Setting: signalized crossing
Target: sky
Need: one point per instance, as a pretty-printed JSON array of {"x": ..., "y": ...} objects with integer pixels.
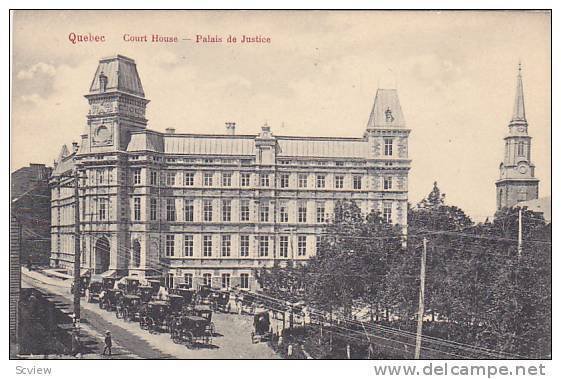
[{"x": 455, "y": 73}]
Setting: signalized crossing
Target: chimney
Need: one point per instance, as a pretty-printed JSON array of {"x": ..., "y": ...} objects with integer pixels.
[{"x": 231, "y": 128}]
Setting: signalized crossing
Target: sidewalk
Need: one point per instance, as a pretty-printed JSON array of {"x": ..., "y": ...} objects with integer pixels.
[{"x": 45, "y": 279}]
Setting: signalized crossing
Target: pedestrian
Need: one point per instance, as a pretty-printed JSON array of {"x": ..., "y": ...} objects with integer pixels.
[
  {"x": 76, "y": 345},
  {"x": 108, "y": 343}
]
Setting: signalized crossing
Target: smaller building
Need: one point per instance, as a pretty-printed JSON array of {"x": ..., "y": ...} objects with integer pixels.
[
  {"x": 31, "y": 206},
  {"x": 517, "y": 181}
]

ABOUT THIS TASK
Repeat exactly the lines from the start of the entries down to the line with "Target: pedestrian", keeping both ends but none of the pictures.

PROBLEM SOLUTION
Setting: signalized crossing
Target: sky
Need: one point per instance, as a pretty-printed JSON array of {"x": ..., "y": ...} objects with integer pixels.
[{"x": 455, "y": 73}]
Setting: signalized crossing
Target: chimney
Need: one point per instance, as a pretty-printed JSON array of {"x": ..., "y": ...} objects with integer pixels.
[{"x": 231, "y": 128}]
Setting: signalized crossing
Target: sidewalk
Need: one point per instance, as a pretty-printed JSON array of {"x": ..., "y": ...} objects with integer pixels.
[{"x": 45, "y": 279}]
Setting: signalized crossing
Target: pedestrian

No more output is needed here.